Extract Block Start
The stars themselves tend to be the most self-deprecating:
My wife and I were happy for twenty years. Then we met.
-- Rodney Dangerfield
"My wife loves to shop. Spends all my money. One week she was sick -- three stores went out of business. The woman will bring home anything marked down. Last week she brought home an escalator. She said she lost her purse and all her credit cards were in it. Did I report them stolen? No -- the thief spends less than she does. Take my wife -- please!"
-- Henny Youngman
What is so tragic, is that life now resembles art. The stuff of Hollywood yesteryear now can be seen in the everyday. This week, the supreme court heard a case involving no-fault spousal support. These days it is not uncommon to read of prenuppual agreements, messy custody battles, haggling over spousal support and the list goes on and on.
As we have seen over the past weeks, the situation in Corinth was no different. But the situation was different from when Jesus taught on the issue. When he taught the Jews, Divorce was rather rare. When Paul dealt with the Greek cities such as Athens and Corinth, and other Roman cities, divorce was a frequent thing. As you recall from our previous studies some in Corinth were saying it was better to remain single to be more spiritual. To avoid what some (Ascetics) considered sex carnal, not spiritual, and were divorcing their spouses. Others (the Hedionists) lived for pleasure and would divorce and remarry on the drop of a hat with only objective of selfish pleasure.
No one it seems has not been affected by the topic of Marriage and Divorce. We are either the participants, children or friends of someone who is or has gone through this process. The statistics and effects from depression to crime almost seem meaningless. We all seem to know the technical impact. What we need is the solution and God’s guidance.
According to the last CENSUS DATA FOR Brant , with a total population of almost 120 000, of those 15 and older, about 25 000 have never been legally married, just over 50 000 are legally married and not separated, just over 4000 are separated but still legally married and about equal numbers (7000) are divorced and widowed. Therefore in just Brant county, about 11 000 people are most directly dealing with the concept or separation and divorce, not counting children, in-laws, congregation members and friends in general.
I want to make it clear up front that I am not trying to pick on anyone. If you are divorced or remarried, it is not my intent to single you out or to embarrass you. I realize for many this issue is painful and this is not an academic exercise or an intellectual pursuit. It is a very personal and painful experience that has touched your lives. I hope we can all have a greater biblical understanding and know how to go forward as well as counsel others and consider the issue for those who may encounter the problem, both as a personal choice as well as with those they care about.
Extract Block End
Extracted material Block Start
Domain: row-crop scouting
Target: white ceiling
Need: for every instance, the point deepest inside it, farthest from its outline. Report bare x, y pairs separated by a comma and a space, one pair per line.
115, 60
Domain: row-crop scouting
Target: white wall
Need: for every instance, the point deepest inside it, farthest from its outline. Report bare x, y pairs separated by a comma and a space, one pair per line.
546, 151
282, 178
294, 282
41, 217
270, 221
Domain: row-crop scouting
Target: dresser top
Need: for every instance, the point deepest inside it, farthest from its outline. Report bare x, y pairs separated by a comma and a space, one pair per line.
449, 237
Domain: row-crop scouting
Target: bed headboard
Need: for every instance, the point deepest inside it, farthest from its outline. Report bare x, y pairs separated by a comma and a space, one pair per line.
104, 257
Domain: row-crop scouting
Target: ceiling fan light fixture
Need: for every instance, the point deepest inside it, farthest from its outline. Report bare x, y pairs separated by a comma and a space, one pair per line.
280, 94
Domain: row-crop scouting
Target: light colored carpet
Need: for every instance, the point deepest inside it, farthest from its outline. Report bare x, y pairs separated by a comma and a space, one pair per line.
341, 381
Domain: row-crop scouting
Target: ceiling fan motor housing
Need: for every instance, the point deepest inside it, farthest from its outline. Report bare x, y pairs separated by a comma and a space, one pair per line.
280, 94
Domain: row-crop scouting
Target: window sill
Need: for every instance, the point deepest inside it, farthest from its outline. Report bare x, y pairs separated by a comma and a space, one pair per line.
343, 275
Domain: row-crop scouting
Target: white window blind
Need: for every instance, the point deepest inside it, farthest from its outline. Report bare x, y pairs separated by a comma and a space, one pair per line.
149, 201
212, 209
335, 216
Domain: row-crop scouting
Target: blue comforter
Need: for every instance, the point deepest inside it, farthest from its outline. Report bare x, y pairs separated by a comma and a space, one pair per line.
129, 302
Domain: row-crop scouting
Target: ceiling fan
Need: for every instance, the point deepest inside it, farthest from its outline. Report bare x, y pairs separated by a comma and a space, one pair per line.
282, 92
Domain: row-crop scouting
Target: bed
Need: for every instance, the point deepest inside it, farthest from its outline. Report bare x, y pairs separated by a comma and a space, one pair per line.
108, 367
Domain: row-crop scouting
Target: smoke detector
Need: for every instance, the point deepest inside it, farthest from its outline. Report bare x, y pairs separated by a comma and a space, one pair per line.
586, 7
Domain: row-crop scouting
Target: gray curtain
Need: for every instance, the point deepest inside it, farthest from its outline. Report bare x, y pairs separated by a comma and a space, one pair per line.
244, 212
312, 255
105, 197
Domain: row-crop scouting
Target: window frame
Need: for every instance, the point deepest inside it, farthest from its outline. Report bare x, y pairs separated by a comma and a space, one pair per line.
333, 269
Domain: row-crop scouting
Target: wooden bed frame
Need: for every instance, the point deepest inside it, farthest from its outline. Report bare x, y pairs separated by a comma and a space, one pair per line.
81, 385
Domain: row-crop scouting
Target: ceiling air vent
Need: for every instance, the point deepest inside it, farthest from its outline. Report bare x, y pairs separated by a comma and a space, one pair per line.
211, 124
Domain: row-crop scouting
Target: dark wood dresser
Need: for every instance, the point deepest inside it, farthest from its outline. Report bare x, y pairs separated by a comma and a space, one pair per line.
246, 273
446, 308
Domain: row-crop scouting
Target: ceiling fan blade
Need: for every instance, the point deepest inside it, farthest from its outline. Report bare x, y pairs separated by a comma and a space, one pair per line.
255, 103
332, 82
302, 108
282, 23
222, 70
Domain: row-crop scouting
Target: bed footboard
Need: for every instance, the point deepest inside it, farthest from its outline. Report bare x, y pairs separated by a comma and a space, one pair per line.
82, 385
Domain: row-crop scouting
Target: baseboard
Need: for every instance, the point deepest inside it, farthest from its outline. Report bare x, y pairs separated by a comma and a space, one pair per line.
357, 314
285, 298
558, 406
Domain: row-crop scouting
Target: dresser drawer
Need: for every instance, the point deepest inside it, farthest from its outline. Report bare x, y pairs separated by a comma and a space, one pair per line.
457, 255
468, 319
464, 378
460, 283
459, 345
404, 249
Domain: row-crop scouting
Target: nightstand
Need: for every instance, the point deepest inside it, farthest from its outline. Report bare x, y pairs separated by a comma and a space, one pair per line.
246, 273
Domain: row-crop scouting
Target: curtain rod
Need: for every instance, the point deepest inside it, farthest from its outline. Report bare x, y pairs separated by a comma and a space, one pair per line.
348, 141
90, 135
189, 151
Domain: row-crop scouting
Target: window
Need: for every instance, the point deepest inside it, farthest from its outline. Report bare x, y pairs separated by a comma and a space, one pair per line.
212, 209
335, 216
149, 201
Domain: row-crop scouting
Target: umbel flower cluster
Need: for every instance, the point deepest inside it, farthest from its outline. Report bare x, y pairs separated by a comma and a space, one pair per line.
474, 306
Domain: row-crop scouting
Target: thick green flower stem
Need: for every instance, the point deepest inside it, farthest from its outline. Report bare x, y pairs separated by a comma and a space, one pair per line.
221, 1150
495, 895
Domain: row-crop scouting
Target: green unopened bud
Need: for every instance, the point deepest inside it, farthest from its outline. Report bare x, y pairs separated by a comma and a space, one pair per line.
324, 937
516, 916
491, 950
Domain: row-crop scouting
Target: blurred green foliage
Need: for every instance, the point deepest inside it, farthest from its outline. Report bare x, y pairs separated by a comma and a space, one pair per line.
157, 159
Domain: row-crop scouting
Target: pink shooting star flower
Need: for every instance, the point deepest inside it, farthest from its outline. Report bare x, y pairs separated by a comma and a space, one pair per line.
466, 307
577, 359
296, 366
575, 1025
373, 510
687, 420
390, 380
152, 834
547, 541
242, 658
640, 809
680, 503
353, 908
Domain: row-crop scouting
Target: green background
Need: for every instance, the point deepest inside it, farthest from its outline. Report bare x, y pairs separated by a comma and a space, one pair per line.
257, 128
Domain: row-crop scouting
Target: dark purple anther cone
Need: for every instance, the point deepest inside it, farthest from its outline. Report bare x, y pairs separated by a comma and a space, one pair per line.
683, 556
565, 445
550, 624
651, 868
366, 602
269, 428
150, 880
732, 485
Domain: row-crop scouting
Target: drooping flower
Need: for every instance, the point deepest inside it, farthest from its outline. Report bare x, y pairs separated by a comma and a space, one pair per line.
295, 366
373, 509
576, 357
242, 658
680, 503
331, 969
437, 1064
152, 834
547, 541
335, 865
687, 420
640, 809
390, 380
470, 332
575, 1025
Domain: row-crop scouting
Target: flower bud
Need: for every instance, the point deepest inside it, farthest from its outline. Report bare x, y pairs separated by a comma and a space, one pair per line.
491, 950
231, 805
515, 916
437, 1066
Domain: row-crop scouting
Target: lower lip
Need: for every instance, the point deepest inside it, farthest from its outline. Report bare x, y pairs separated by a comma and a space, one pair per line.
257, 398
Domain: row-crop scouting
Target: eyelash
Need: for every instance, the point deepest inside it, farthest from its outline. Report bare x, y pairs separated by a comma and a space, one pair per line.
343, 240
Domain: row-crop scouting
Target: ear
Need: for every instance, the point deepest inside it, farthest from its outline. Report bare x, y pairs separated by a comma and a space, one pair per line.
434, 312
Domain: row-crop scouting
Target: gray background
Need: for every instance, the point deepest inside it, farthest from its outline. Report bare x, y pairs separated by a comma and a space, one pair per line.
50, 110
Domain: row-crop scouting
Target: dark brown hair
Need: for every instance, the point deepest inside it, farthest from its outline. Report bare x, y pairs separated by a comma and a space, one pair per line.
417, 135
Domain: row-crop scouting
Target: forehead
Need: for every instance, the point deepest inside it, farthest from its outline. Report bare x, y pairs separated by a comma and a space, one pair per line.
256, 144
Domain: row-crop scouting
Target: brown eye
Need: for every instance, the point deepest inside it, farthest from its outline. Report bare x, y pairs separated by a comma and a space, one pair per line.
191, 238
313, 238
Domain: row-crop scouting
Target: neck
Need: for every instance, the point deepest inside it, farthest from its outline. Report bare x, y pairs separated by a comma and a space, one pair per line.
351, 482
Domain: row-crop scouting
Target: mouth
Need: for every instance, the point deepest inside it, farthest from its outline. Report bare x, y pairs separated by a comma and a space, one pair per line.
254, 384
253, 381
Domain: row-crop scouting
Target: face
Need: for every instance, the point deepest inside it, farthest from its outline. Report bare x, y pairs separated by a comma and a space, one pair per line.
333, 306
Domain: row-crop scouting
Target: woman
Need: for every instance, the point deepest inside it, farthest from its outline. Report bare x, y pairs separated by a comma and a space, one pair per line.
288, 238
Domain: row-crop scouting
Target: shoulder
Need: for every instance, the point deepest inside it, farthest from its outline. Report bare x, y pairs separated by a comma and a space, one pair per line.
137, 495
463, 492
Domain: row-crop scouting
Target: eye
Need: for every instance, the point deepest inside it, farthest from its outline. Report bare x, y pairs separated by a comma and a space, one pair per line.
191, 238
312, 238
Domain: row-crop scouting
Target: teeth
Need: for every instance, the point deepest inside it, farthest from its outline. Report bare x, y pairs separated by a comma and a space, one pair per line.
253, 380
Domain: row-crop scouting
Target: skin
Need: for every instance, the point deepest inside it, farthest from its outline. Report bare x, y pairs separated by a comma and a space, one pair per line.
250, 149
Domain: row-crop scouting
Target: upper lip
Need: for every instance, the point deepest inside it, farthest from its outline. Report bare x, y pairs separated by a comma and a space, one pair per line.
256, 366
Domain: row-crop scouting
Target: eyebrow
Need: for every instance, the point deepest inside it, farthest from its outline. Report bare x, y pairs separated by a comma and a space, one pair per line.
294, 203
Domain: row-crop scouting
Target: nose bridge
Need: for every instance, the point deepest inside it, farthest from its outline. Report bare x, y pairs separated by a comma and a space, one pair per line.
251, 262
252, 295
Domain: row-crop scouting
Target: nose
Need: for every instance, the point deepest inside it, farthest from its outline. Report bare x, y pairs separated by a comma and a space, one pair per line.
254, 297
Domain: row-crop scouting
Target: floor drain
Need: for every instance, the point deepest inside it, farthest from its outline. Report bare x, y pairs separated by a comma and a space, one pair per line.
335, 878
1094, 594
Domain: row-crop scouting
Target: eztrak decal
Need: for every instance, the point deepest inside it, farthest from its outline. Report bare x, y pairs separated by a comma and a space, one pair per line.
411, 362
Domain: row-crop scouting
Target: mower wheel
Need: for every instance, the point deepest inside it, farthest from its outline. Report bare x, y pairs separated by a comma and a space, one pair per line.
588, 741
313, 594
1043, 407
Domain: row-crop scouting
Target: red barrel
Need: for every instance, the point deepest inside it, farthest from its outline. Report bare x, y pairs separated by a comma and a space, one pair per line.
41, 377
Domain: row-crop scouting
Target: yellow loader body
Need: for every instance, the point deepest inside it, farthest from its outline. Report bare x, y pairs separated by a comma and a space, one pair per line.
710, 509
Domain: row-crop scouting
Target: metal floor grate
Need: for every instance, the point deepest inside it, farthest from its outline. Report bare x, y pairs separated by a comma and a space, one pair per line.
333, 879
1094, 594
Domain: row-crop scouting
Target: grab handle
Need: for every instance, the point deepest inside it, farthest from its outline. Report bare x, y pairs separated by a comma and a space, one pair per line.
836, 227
Extracted material Block End
_What is needed_
In the excerpt on marriage and divorce, what were some people in Corinth saying about remaining single? You won't need the dataset lines for this.

_Output of the exercise_
They were saying it was better to remain single to be more spiritual.